─── TRECHO DA PÁGINA

Jacques-Alain Miller há muito indicou, a propósito de Ornicar?, uma orientação que permanece de grande atualidade: “Manter vivaz a opinião lacaniana (sua opinião verdadeira, orthè doxa), propagá-la em público”[9]. O que é uma opinião verdadeira em psicanálise? Uma interpretação, um dizer verdadeiro, justo, ajustado ao presente. No mal-estar atual, ela deve recair sobre o Outro feminino que não é da ordem de “todas as mulheres” (não há “todas as mulheres” e cada mulher não é toda). A experiência de uma análise permite esse trajeto em direção ao que ex-siste aos semblantes do gênero, não a posição sexuada, mas a experiência do sexo como tal, é a via do sintoma. Então não será em vão que estaremos mais além do corrente.
Em resposta a uma questão sobre o separatismo
Se fiz menção a esse discurso extremista, que reivindica um lesbianismo político até o separatismo, não é em vista de lhe dar consistência, isso permanece um discurso com sua dimensão fantasmática, fictícia, isso permanece um sonho (o sonho de uma sociedade de irmãs emancipada, como em Pauline Harmange). Resta examinar o impacto constatado que ele terá sobre a subjetividade contemporânea. Antes, tratar-se-ia de interrogar o que surgiu de novo no discurso.

──────

AÇÕES A REALIZAR:
a. Resuma o trecho da página em duas frases.
b. De acordo com o trecho da página, o que é uma opinião verdadeira em psicanálise?

─── DADOS DE ORIGEM

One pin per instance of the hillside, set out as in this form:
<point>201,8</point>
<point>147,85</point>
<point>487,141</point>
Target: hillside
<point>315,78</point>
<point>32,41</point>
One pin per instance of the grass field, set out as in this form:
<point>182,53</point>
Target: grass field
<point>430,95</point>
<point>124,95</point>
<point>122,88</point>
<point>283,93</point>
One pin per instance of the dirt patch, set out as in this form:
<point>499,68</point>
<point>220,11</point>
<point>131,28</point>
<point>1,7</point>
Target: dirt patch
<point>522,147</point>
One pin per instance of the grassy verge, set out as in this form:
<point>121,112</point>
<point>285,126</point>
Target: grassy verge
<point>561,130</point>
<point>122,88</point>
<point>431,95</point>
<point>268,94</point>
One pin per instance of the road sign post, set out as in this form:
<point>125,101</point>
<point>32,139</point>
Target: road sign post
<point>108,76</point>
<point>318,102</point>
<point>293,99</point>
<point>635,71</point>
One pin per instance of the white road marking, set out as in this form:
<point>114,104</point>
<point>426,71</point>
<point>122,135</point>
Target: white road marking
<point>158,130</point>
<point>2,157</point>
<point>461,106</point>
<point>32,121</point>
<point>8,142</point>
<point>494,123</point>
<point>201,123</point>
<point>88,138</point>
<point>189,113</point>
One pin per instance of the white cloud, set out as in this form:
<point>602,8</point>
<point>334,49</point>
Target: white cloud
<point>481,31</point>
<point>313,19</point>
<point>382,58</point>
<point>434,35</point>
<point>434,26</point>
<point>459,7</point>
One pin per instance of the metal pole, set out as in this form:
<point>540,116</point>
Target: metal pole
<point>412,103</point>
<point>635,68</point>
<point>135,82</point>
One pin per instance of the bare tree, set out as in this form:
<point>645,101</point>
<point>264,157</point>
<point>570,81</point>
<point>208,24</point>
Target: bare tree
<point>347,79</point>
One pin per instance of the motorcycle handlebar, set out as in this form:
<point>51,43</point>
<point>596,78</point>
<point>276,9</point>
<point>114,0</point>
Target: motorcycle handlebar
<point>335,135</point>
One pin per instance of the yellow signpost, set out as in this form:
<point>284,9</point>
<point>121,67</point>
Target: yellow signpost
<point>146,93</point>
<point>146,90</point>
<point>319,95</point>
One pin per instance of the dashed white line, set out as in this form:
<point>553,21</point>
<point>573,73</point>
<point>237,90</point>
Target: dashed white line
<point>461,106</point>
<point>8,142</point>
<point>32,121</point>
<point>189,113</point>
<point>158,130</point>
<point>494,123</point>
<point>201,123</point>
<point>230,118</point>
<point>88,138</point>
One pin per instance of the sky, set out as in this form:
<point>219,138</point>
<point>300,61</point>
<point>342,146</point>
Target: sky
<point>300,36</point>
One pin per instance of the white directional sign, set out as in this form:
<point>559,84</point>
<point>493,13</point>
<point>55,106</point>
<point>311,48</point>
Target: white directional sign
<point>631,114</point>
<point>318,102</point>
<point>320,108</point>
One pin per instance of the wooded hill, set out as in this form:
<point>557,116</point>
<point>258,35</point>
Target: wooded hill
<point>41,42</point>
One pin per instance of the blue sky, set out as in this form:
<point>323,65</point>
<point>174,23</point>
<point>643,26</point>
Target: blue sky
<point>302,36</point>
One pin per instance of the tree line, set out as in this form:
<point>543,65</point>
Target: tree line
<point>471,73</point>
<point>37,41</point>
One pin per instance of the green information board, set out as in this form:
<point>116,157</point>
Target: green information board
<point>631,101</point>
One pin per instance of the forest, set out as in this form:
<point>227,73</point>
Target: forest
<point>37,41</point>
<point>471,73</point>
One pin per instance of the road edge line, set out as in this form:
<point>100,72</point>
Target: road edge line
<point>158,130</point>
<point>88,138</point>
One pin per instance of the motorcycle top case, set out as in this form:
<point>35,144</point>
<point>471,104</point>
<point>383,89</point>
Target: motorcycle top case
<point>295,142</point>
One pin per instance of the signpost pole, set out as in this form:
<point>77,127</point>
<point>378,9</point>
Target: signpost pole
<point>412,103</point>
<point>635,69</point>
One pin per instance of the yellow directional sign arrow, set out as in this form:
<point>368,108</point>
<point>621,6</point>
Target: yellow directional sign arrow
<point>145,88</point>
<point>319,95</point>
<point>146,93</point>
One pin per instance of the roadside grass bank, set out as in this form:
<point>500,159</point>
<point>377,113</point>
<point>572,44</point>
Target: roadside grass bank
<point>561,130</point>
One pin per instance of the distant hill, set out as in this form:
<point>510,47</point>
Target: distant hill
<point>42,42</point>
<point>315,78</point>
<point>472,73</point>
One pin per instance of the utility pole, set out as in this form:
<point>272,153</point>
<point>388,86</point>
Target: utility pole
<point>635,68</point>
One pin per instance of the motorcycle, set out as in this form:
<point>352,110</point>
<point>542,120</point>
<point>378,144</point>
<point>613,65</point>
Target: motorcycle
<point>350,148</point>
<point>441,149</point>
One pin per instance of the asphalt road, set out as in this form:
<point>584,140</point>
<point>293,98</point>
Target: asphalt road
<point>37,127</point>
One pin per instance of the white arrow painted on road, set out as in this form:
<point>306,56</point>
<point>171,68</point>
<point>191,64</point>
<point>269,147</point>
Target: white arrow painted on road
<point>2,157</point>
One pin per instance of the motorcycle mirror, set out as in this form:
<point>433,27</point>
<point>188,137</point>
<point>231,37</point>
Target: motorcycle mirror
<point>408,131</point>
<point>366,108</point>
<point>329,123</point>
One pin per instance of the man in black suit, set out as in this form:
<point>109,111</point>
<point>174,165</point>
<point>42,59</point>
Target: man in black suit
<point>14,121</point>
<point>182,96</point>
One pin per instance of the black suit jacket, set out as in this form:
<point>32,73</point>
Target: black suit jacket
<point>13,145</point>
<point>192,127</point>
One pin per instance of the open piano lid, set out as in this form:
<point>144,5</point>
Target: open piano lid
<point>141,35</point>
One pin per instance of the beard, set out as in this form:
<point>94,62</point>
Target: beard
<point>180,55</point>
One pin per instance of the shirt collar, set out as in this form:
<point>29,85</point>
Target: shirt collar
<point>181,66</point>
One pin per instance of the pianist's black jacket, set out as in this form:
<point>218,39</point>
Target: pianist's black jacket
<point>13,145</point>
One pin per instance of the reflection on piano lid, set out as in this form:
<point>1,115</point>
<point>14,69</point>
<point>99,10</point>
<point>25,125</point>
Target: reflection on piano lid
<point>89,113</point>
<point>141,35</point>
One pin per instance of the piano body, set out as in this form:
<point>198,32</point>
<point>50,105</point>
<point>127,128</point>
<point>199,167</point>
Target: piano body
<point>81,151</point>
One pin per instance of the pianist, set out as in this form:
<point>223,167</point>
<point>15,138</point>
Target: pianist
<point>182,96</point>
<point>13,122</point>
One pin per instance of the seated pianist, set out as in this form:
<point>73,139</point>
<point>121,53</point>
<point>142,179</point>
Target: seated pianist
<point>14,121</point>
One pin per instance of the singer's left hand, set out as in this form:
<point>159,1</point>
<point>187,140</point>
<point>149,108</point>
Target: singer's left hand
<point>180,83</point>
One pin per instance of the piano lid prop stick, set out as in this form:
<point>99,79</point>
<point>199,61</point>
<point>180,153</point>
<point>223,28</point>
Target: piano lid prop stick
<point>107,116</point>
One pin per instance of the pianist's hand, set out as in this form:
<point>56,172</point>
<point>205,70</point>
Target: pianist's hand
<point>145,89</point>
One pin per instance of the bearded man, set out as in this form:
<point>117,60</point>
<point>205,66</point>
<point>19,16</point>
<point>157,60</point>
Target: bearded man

──────

RESPOSTAS A SEGUIR:
a. O trecho da página retoma a orientação de Jacques-Alain Miller de manter viva a opinião lacaniana e propagá-la em público, entendendo a opinião verdadeira em psicanálise como uma interpretação ajustada ao presente, que no mal-estar atual deve recair sobre o Outro feminino. Quanto ao separatismo, afirma que esse discurso extremista permanece um sonho de dimensão fantasmática e que resta examinar seu impacto sobre a subjetividade contemporânea.

b. Uma interpretação, um dizer verdadeiro, justo, ajustado ao presente.